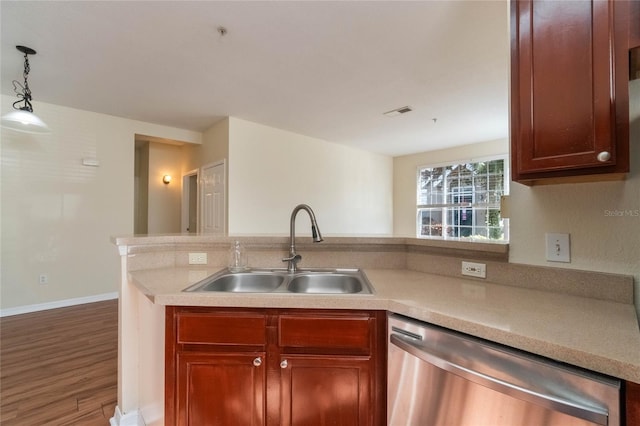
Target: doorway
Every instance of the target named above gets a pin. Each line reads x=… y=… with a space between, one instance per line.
x=190 y=202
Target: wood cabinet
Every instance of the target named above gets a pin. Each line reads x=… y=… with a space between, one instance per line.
x=569 y=89
x=274 y=367
x=632 y=403
x=215 y=367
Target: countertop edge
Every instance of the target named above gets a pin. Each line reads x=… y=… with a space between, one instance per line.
x=608 y=365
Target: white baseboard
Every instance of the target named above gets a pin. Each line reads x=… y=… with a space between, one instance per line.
x=57 y=304
x=130 y=419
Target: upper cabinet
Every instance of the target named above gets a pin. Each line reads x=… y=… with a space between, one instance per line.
x=569 y=89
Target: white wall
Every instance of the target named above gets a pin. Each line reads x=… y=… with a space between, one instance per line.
x=405 y=173
x=57 y=215
x=271 y=171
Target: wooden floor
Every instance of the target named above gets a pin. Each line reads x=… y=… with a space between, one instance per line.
x=59 y=367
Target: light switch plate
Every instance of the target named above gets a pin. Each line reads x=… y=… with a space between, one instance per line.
x=558 y=248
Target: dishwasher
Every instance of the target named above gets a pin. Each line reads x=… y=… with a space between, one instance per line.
x=439 y=377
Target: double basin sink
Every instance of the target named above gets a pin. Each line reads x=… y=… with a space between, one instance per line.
x=315 y=281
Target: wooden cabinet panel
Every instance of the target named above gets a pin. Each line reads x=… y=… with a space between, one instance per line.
x=632 y=403
x=220 y=389
x=569 y=88
x=324 y=390
x=223 y=367
x=323 y=331
x=221 y=328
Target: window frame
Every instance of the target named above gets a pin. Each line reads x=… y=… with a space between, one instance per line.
x=447 y=208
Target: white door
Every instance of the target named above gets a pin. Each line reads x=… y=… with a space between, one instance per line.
x=212 y=202
x=189 y=218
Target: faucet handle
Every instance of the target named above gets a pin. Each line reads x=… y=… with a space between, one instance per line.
x=294 y=258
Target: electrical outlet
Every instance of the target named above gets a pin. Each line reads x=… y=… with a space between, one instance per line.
x=197 y=258
x=558 y=248
x=472 y=269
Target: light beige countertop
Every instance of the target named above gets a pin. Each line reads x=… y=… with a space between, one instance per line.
x=599 y=335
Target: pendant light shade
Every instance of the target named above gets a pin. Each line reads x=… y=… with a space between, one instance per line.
x=23 y=119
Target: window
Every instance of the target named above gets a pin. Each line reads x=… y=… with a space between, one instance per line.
x=462 y=200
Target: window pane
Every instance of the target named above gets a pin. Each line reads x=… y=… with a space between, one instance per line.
x=430 y=221
x=468 y=199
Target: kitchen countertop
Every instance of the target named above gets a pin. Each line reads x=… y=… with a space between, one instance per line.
x=598 y=335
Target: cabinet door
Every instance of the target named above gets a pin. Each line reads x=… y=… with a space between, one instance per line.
x=569 y=90
x=220 y=389
x=326 y=390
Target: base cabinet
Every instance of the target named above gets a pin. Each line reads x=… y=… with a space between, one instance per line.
x=274 y=367
x=320 y=390
x=221 y=389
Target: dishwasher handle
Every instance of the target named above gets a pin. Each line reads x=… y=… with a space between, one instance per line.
x=572 y=408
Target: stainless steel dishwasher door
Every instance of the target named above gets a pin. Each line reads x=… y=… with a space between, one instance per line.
x=437 y=377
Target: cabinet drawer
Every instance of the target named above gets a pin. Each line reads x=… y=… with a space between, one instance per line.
x=336 y=332
x=221 y=329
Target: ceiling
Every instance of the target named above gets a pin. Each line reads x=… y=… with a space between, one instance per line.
x=325 y=69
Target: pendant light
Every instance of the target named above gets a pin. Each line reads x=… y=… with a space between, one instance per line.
x=23 y=119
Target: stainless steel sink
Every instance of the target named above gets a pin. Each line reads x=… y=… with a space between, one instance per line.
x=244 y=282
x=320 y=283
x=316 y=281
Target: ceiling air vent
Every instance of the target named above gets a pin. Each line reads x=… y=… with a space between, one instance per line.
x=398 y=111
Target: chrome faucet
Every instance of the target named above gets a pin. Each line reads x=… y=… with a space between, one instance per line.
x=294 y=258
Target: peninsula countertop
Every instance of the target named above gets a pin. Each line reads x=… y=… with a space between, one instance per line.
x=598 y=335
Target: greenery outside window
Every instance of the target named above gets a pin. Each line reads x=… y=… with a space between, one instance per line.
x=462 y=200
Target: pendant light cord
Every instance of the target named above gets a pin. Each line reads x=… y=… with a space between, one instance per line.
x=24 y=93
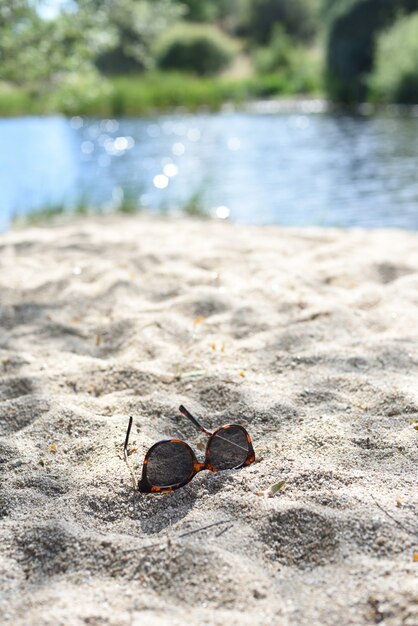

• YOUR INSTRUCTIONS
Identify every line of the data above that contains the word "window", and copy each of those lines in full.

• EXERCISE RESPONSE
Target: window frame
Target: window
Target: window pane
Target: greenery outside window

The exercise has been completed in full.